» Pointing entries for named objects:
[Start]
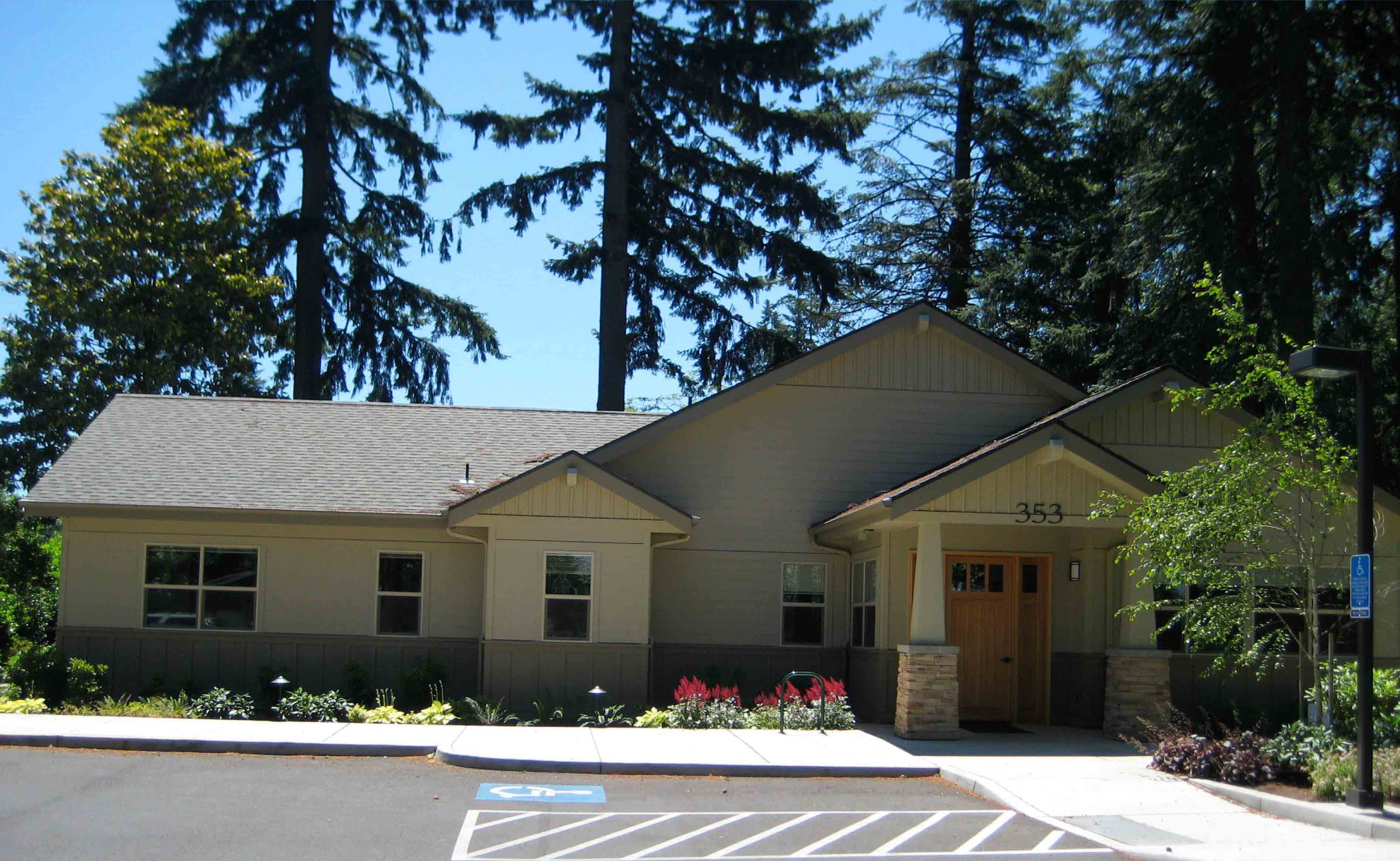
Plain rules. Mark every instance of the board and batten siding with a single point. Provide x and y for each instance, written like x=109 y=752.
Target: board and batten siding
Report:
x=586 y=499
x=1023 y=481
x=929 y=362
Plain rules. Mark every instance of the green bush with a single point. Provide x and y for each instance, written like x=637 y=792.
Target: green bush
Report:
x=1335 y=775
x=1385 y=705
x=86 y=682
x=37 y=670
x=1298 y=747
x=223 y=705
x=304 y=706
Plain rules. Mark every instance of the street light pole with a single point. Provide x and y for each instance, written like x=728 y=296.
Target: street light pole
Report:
x=1335 y=363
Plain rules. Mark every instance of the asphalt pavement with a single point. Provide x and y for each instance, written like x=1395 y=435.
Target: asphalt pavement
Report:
x=94 y=804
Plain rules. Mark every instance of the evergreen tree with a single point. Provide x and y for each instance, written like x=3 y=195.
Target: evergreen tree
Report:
x=705 y=199
x=265 y=75
x=138 y=279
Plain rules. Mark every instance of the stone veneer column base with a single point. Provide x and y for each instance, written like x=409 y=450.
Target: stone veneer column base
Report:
x=926 y=692
x=1137 y=685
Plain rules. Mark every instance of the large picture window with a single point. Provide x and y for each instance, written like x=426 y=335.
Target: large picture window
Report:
x=569 y=587
x=202 y=589
x=804 y=604
x=863 y=604
x=401 y=596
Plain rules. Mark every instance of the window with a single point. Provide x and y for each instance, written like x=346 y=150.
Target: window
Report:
x=202 y=589
x=863 y=604
x=804 y=604
x=569 y=587
x=401 y=596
[End]
» Do this: Retype every line of the records above word for word, omitting the pictures.

» Task response:
Plain rules. Mark every instance of the board and batten siding with a single point. Provide x and y for each instance, written like x=109 y=752.
Target: board and batten siding
Report:
x=586 y=499
x=1023 y=481
x=929 y=362
Plain rules. Mark every instance of the green bush with a single point. Provide x and y for each instance, written like x=637 y=792.
Target: green bush
Report:
x=1335 y=775
x=1385 y=705
x=86 y=682
x=37 y=670
x=1298 y=747
x=223 y=705
x=304 y=706
Plain rules. Mark every instance of the street light pole with a single point. Provide x and y for each instance, written like x=728 y=296.
Target: street light pole
Report:
x=1335 y=363
Plain rules. Mark every instance of the asphalt pavement with a single point. Provide x and y for each instance, written like x=1395 y=435.
Target: asphalt pavement
Report:
x=94 y=804
Plain rules. Mark every instance of the evergreen tree with a single point. Provide x and y for each instance, written like x=3 y=195.
Target: evergreen tree
Report:
x=705 y=199
x=265 y=75
x=138 y=279
Plain rules. Mark every instance of the stone veneer column base with a single point. Provide x and y for each instance, written like x=409 y=450.
Target: stone veneer column base
Report:
x=926 y=692
x=1137 y=685
Plain rules. Mark every instance of the large picture window with a single point. Provide x and y for each instance, written like x=426 y=335.
Target: large picture window
Report:
x=569 y=587
x=202 y=589
x=804 y=604
x=863 y=604
x=401 y=596
Plain rules. Mark every instance of the window with a single point. Provide x and y for each instance, written like x=346 y=150.
Target: window
Report:
x=202 y=589
x=863 y=604
x=804 y=604
x=569 y=587
x=401 y=596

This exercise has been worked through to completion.